= DIRECTIONS FOR THIS TASK =
Starting at the line that contains "For every instance of the bus" and running through the last of the entries, swap "innermost point" for "center point" and leave everything else unchanged. Give back only those lines.

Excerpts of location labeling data
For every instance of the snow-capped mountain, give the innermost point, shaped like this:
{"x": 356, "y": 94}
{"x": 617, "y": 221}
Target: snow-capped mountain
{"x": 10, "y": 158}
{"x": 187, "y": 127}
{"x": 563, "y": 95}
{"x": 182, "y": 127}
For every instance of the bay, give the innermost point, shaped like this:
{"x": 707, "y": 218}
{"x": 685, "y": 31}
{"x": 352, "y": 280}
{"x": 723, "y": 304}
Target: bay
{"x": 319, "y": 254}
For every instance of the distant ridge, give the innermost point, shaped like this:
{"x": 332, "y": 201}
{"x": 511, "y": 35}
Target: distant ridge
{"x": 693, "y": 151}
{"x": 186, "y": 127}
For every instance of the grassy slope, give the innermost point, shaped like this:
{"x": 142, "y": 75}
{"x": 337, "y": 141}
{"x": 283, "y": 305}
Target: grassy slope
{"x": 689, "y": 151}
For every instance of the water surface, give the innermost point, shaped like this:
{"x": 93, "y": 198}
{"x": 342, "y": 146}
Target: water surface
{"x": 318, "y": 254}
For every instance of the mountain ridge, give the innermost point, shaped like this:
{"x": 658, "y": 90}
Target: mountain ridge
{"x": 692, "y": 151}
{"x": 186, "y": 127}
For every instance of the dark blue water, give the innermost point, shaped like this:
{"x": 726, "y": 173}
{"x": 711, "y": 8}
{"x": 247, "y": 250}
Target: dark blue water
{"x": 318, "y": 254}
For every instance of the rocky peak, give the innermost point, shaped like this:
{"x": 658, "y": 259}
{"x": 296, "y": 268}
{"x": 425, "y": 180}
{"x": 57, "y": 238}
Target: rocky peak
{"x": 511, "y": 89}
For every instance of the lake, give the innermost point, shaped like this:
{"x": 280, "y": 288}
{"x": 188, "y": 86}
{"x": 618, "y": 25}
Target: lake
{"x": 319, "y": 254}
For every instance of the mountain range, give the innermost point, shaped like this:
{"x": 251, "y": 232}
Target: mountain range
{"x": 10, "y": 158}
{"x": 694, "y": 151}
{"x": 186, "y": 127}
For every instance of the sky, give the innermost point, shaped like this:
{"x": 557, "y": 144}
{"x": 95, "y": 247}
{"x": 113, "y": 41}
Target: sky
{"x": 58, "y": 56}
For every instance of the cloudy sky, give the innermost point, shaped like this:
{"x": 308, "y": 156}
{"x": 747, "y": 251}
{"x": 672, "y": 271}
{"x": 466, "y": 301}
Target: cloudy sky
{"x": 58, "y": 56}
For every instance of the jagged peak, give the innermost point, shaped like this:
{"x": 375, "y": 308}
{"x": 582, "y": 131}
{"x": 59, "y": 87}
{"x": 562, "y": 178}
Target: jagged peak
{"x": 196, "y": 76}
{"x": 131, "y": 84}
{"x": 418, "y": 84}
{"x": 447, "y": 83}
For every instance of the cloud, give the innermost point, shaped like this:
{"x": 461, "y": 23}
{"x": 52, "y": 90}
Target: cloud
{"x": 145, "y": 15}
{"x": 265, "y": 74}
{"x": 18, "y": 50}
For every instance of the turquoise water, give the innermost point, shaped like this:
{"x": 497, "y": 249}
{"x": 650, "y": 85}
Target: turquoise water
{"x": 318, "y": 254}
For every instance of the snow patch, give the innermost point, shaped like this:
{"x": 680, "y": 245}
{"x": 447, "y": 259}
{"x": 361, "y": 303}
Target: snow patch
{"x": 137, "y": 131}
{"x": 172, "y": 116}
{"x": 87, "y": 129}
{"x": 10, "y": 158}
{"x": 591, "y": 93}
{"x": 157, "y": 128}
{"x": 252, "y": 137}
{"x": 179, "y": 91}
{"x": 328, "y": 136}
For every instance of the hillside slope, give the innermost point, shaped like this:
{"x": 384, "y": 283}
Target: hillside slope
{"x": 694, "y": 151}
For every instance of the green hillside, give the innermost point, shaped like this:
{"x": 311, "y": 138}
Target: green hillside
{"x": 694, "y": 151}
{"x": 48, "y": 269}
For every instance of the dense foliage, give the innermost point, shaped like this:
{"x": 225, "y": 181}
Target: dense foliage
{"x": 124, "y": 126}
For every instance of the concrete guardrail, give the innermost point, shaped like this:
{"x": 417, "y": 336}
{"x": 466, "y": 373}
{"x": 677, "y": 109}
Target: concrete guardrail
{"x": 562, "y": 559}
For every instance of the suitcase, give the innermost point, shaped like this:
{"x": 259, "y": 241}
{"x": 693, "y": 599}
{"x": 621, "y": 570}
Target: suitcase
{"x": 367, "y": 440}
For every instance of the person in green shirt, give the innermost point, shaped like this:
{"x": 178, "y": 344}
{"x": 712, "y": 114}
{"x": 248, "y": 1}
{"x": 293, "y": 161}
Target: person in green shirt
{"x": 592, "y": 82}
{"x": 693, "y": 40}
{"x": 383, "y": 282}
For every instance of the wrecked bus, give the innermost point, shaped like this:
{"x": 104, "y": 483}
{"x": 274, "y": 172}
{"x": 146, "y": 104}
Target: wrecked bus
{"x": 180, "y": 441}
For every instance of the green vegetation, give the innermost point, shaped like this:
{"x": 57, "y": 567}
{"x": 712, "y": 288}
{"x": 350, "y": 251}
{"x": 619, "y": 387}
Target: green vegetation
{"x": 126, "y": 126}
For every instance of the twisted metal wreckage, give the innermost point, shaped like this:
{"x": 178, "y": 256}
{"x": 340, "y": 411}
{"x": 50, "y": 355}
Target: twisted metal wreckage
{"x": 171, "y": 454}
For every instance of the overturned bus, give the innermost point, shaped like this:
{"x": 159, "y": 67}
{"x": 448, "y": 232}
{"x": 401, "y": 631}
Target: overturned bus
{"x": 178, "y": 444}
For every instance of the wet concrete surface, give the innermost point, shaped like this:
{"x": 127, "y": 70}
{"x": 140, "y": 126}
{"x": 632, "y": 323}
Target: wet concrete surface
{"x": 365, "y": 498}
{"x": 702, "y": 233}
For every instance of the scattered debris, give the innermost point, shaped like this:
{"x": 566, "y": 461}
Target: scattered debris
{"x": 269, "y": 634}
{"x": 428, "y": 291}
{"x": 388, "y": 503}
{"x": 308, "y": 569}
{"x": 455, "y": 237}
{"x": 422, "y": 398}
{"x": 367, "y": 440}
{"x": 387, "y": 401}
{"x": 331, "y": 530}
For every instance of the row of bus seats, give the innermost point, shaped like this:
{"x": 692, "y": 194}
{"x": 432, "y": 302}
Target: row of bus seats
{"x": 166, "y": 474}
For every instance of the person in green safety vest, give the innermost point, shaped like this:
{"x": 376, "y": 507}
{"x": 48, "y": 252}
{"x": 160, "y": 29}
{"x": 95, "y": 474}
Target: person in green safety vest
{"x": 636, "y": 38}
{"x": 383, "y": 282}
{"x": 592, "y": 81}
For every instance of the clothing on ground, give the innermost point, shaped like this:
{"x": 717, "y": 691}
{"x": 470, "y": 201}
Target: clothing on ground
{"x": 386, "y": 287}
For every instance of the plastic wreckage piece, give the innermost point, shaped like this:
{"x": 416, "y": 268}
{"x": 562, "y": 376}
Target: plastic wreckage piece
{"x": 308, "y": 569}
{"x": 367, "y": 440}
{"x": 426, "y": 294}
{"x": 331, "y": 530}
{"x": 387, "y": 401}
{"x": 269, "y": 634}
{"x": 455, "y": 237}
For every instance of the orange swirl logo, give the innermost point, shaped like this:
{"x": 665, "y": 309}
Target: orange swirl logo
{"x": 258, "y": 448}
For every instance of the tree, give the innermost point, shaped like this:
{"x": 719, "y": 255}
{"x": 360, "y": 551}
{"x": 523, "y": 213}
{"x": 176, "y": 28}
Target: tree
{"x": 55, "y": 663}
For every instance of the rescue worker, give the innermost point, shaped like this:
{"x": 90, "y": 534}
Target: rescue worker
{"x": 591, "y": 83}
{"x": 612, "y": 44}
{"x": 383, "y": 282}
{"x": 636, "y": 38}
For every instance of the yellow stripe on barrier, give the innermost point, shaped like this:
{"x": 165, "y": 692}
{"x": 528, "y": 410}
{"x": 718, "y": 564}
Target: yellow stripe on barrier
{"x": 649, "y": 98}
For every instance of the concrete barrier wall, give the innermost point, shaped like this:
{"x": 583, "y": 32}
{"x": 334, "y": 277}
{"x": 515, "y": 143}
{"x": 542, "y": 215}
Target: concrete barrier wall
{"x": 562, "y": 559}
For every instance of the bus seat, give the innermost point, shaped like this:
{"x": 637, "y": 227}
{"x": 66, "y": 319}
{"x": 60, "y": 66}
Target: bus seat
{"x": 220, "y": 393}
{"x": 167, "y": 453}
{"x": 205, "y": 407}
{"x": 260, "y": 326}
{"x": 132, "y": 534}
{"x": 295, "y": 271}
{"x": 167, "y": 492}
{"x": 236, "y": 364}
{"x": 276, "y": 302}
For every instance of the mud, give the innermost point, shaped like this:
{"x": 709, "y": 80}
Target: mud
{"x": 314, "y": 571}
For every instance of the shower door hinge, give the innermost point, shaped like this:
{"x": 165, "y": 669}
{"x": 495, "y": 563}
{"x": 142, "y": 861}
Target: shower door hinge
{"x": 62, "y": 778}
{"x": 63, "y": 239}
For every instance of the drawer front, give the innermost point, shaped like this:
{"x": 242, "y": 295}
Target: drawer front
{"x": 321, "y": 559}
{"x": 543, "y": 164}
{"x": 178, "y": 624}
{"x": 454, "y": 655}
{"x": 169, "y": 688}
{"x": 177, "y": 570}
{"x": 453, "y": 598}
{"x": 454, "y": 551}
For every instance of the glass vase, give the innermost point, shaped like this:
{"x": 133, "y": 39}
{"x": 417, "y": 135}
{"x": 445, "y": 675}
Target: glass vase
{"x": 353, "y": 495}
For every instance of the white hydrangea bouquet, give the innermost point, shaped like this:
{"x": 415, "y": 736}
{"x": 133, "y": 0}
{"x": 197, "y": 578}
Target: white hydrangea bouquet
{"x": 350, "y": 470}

= ANSWER TO THIS TASK =
For every instance of the bus seat, give the center point, shaped like this:
{"x": 637, "y": 227}
{"x": 66, "y": 319}
{"x": 60, "y": 66}
Target: bus seat
{"x": 220, "y": 393}
{"x": 167, "y": 453}
{"x": 205, "y": 407}
{"x": 260, "y": 326}
{"x": 132, "y": 534}
{"x": 295, "y": 271}
{"x": 167, "y": 492}
{"x": 236, "y": 364}
{"x": 276, "y": 302}
For every instance of the mud, give the center point, shaped like this:
{"x": 709, "y": 80}
Target: mud
{"x": 314, "y": 571}
For every instance of the shower door hinge, give the center point, shaped like this:
{"x": 165, "y": 669}
{"x": 495, "y": 563}
{"x": 142, "y": 861}
Target: shower door hinge
{"x": 62, "y": 778}
{"x": 63, "y": 239}
For every instance of the drawer front, give the center point, shaped like this:
{"x": 242, "y": 295}
Target: drawer front
{"x": 321, "y": 559}
{"x": 543, "y": 164}
{"x": 178, "y": 624}
{"x": 454, "y": 655}
{"x": 169, "y": 688}
{"x": 177, "y": 570}
{"x": 453, "y": 598}
{"x": 454, "y": 551}
For every instance of the glass vase, give the center point, shaped like this:
{"x": 133, "y": 39}
{"x": 417, "y": 135}
{"x": 445, "y": 675}
Target: glass vase
{"x": 353, "y": 495}
For every instance of the white hydrangea bouquet, give the center point, shaped like this:
{"x": 415, "y": 736}
{"x": 133, "y": 0}
{"x": 197, "y": 578}
Target: white hydrangea bouquet
{"x": 350, "y": 470}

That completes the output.